» STATED GOAL: Pull out every line of the entries below that contains the word "trunk" and leave out all the others.

Collected data:
↓↓↓

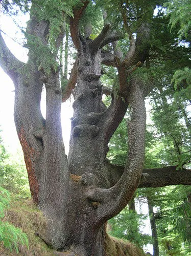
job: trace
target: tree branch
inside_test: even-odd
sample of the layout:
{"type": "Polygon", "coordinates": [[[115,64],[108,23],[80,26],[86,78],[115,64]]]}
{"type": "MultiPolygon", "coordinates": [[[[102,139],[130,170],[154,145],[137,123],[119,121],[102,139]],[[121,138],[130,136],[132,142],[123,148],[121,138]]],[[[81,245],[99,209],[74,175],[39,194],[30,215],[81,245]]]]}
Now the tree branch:
{"type": "Polygon", "coordinates": [[[75,88],[78,78],[78,58],[77,57],[74,63],[73,68],[71,71],[71,74],[66,87],[62,90],[62,102],[65,102],[69,98],[71,95],[72,90],[75,88]]]}
{"type": "Polygon", "coordinates": [[[138,187],[159,187],[171,185],[191,185],[191,170],[177,166],[143,170],[138,187]]]}
{"type": "Polygon", "coordinates": [[[106,37],[103,41],[101,45],[100,48],[102,48],[104,46],[109,44],[110,42],[114,42],[124,38],[124,36],[122,35],[121,33],[115,31],[112,31],[109,33],[109,34],[107,35],[106,37]]]}
{"type": "Polygon", "coordinates": [[[82,47],[80,38],[79,22],[84,10],[89,3],[89,1],[82,2],[82,3],[84,5],[80,9],[78,8],[74,9],[73,11],[74,18],[71,17],[70,19],[71,36],[74,44],[78,51],[80,51],[82,47]]]}
{"type": "Polygon", "coordinates": [[[25,63],[20,61],[7,47],[0,32],[0,65],[4,71],[15,81],[18,70],[23,67],[25,63]]]}
{"type": "Polygon", "coordinates": [[[122,59],[124,57],[124,55],[120,47],[117,46],[117,41],[113,42],[112,46],[115,55],[116,55],[119,59],[122,59]]]}
{"type": "Polygon", "coordinates": [[[125,207],[137,187],[141,176],[145,155],[146,114],[140,81],[131,81],[129,101],[132,115],[129,124],[129,154],[127,166],[118,182],[109,189],[89,189],[88,198],[100,202],[97,221],[102,224],[125,207]]]}
{"type": "Polygon", "coordinates": [[[91,45],[92,52],[96,52],[99,49],[104,46],[102,46],[102,45],[107,37],[110,27],[110,24],[105,24],[100,34],[93,40],[91,45]]]}
{"type": "Polygon", "coordinates": [[[101,51],[101,62],[106,66],[116,67],[115,55],[103,49],[101,51]]]}
{"type": "MultiPolygon", "coordinates": [[[[123,175],[125,166],[112,164],[107,160],[110,185],[114,186],[123,175]]],[[[177,169],[176,166],[144,169],[138,187],[160,187],[171,185],[191,185],[191,170],[177,169]]]]}

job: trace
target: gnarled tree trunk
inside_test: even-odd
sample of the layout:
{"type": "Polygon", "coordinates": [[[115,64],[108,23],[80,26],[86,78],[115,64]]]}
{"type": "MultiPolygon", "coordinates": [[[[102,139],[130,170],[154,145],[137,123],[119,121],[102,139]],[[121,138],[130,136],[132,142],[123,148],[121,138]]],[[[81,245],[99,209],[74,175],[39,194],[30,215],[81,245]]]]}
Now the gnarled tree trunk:
{"type": "MultiPolygon", "coordinates": [[[[15,87],[15,122],[31,195],[47,217],[47,230],[41,236],[56,249],[71,248],[78,255],[101,256],[105,254],[106,221],[127,205],[139,184],[145,154],[144,97],[153,84],[146,87],[133,73],[148,57],[150,45],[146,42],[150,26],[145,23],[139,26],[136,42],[130,35],[130,49],[123,57],[113,42],[121,36],[111,31],[109,24],[105,25],[93,40],[88,37],[90,29],[86,29],[85,38],[80,34],[79,20],[88,3],[83,2],[83,7],[75,9],[74,17],[70,18],[70,34],[78,57],[65,95],[62,95],[60,67],[55,68],[48,63],[47,72],[45,61],[40,61],[35,52],[40,46],[44,47],[53,62],[56,61],[65,34],[64,26],[54,38],[53,51],[49,48],[49,22],[37,19],[35,8],[33,9],[35,4],[32,5],[27,30],[28,44],[31,42],[27,63],[13,55],[1,34],[0,61],[15,87]],[[33,48],[34,42],[36,48],[33,48]],[[114,54],[103,50],[110,42],[113,43],[114,54]],[[102,63],[116,67],[118,72],[118,88],[115,93],[112,92],[108,108],[102,101],[102,63]],[[46,93],[45,119],[40,111],[43,85],[46,93]],[[75,88],[74,114],[67,158],[60,110],[62,99],[65,100],[75,88]],[[129,105],[131,111],[129,153],[126,166],[122,170],[109,163],[106,154],[108,143],[129,105]]],[[[141,180],[140,184],[144,186],[146,183],[147,177],[146,182],[141,180]]]]}

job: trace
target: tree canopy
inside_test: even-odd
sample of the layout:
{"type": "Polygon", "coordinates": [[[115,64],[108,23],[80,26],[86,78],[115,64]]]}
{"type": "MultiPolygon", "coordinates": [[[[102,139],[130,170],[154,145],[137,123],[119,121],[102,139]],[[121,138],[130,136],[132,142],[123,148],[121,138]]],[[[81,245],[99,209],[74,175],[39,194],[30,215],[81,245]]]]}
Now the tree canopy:
{"type": "Polygon", "coordinates": [[[12,53],[1,31],[0,65],[15,86],[14,120],[31,195],[47,220],[40,236],[57,249],[105,255],[106,222],[137,187],[191,184],[189,3],[1,4],[5,15],[30,15],[20,28],[27,63],[12,53]],[[67,157],[60,111],[71,95],[67,157]]]}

↑↑↑

» PROBLEM SOLUTION:
target: gnarled tree trunk
Now the gnarled tree trunk:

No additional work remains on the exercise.